● TASK OBJECTIVE
Rewrite all of the records below, replacing "disc" with "circle" and changing nothing else. Leave the pictures out of your answer.

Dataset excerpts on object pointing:
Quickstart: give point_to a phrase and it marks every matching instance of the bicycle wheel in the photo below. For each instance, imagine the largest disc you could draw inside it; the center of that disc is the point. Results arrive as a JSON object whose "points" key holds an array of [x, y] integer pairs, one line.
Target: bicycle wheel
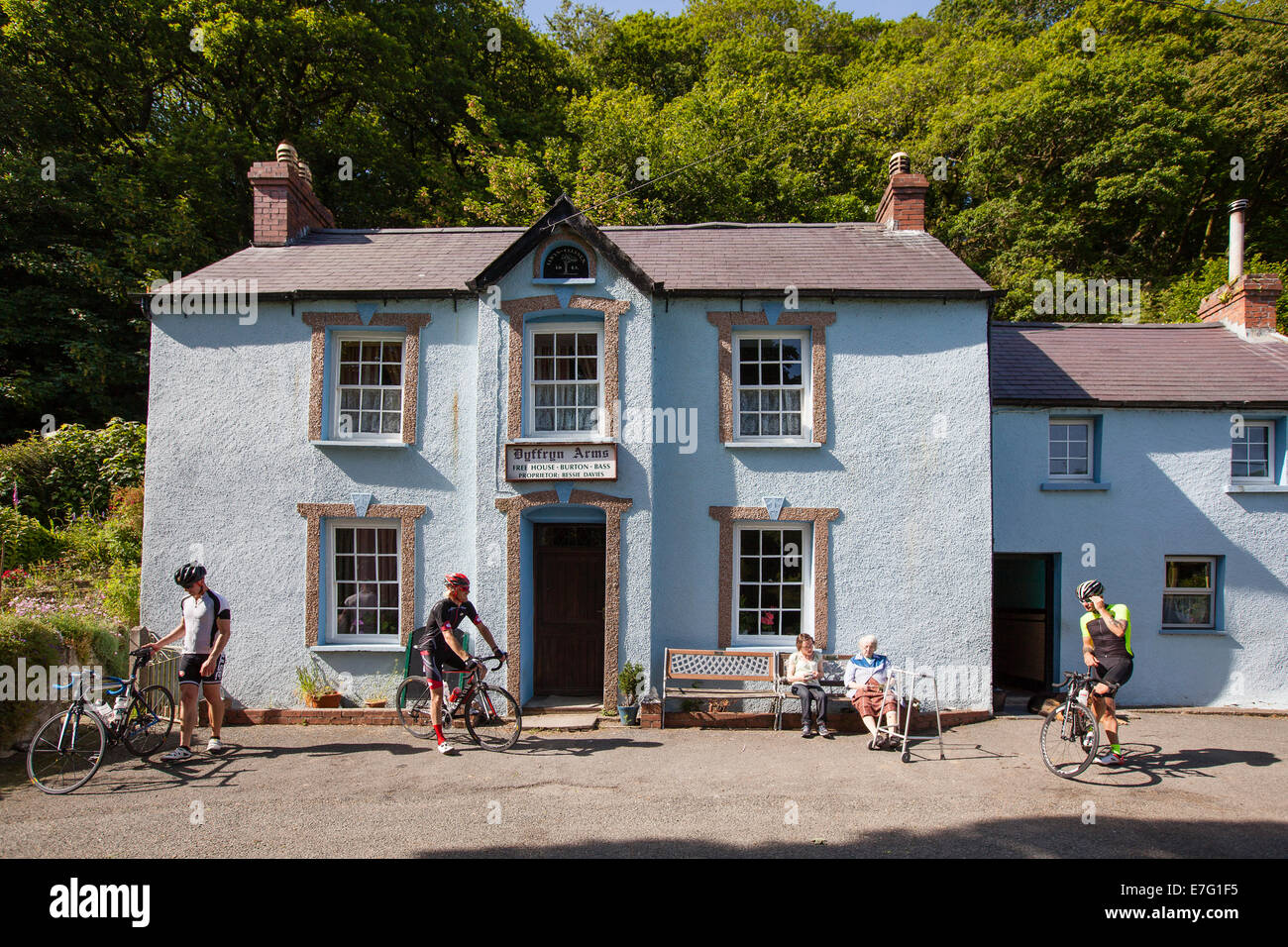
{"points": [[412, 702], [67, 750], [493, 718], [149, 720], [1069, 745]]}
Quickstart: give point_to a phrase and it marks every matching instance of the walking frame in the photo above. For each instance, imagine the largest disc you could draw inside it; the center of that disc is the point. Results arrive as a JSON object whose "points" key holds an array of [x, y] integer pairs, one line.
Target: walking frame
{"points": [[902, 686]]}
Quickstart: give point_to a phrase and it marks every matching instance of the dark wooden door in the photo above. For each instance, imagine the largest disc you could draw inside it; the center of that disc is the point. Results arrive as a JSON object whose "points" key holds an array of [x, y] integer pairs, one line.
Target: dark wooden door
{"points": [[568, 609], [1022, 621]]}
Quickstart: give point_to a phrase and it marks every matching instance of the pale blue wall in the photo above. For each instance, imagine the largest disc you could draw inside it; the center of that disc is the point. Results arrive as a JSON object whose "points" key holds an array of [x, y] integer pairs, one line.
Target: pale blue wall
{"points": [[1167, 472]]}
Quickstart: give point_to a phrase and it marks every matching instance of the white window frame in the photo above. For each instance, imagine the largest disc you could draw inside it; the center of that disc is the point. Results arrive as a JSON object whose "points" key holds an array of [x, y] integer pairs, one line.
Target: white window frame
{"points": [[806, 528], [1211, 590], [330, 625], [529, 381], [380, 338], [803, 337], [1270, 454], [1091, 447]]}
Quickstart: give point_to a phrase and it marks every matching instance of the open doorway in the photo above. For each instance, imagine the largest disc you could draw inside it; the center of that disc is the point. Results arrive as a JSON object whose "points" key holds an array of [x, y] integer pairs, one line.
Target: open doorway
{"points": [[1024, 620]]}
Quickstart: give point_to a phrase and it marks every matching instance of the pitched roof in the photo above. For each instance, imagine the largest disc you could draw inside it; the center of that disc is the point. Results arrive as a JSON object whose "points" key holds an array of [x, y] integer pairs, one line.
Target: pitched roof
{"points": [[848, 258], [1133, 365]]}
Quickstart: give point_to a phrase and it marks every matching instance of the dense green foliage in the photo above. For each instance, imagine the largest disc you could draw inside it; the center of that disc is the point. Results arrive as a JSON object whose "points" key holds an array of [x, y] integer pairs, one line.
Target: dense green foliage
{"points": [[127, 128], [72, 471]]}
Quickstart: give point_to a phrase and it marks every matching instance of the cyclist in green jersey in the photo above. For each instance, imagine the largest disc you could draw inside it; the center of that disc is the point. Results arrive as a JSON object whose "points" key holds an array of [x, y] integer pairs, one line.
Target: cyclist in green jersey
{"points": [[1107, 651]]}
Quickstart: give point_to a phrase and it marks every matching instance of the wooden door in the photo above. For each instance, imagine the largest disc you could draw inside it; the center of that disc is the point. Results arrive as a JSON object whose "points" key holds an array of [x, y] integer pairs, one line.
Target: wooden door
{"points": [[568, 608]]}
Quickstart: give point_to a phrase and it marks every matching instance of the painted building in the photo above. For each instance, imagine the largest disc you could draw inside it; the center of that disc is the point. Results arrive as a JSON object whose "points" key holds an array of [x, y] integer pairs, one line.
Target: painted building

● WORKED ANSWER
Quickstart: give point_to a phrase and it marks every matching instance of the bicycle wheel in the photo below. For each instance, imagine the largest circle you could draw inside it; the center of that circle is the point. Results arrive as a JSON object whose "points" key holds an array of [x, y] integer pairs, one line.
Target: bicycle wheel
{"points": [[412, 702], [67, 750], [493, 718], [149, 720], [1069, 745]]}
Quickstart: give point_to a phrase and it marks every matching instance of the walking frame in the photo above. For each instance, imagine the largest circle you could draw inside it; the center of that circle is the point. Results arrive as a JSON object whose "points" key holds an array of [x, y] integer pairs, one line.
Target: walking frame
{"points": [[902, 686]]}
Quickstart: give point_to a phrase and it marks every matching instance of the dark wooden door in the photo above. For each instance, imagine the largest circle you could draw inside it; the center of that circle is the point. Results arrive as a JSON object whose "points" key holds an array of [x, y] integer pairs, one line.
Target: dark wooden door
{"points": [[568, 609], [1022, 621]]}
Quickstart: give point_to a phrase and it marks every matching instance of the pale blue wall in the photo above. For each instance, imagine the largest circle you could draw inside it; the center of that circle is the point. Results arrive as a JSON object whose "points" key holds an array of [x, y] integer pairs, one line.
Target: pale blue wall
{"points": [[1167, 472]]}
Quickstart: give point_to a phrase and it marks every matching instance of the white window frame in the photo above. For each instance, imagine the largest circle you could draw inside it; the center of that circle is the point. Results arrive as a JSON object whose "points" key holds an array of [x, y] integer pairs, one line.
Target: white window frame
{"points": [[806, 528], [1211, 590], [330, 625], [529, 381], [380, 338], [803, 337], [1270, 454], [1091, 447]]}
Quickstart: give point_to a phrase and it marks every matching instance of the open doorway in the photo above. For each instance, imagine the largest circle you could draw inside it; the center of that circle is the point. Results arrive as a JSON object whose "points" key holds an array of [x, y] integer pairs, one line.
Target: open doorway
{"points": [[1024, 620]]}
Quickstart: give point_to a phrase and it marks every matching instance of the pitched roof in the photo above. For each instance, imagine the largest circle you could draw inside it; the center of that circle is the point. Results arrive as a JSON object whose "points" key holds an array of [x, y] integer pairs, one line.
Target: pitched roof
{"points": [[848, 258], [1133, 365]]}
Quickstart: give point_to a phrase and it marks every matching instance of the dense green foliage in the photo above. For each instance, imagine the largest circle you could draw inside it; the center of that circle is the point. Results arrive as a JSON object whose "points" key holds an array of [x, y] integer pairs, one line.
Target: dense green foliage
{"points": [[127, 128], [72, 471]]}
Quickstart: give point_to a phrase and it marks every matching instance of the cyclist in green jersey in the photo above. For each instance, imagine the largest circle you could draw inside it; the center of that circle is the point. Results arrive as a JSON object whose "points" key holds an array of [x, y] integer pairs, one line.
Target: cyclist in green jersey
{"points": [[1107, 651]]}
Quickstart: give point_to a phrase and it marks every matching instance of the wooden door in the photo above. For each instance, imagine the largest circle you could draw inside it; the center of that circle is the point. Results arrive as a JSON object whose "points" key holds an array of [x, y] integer pairs, one line.
Target: wooden door
{"points": [[568, 608]]}
Quickstart: give point_to a phrase and it marks every matching instance of the painted building in the photo above. For each instance, imagine the largest circle you could draw inside it; the center of that circle is the point. Results arrive as a JSON object whose "points" key holds an array of [x, y] integer pairs, one line.
Target: painted building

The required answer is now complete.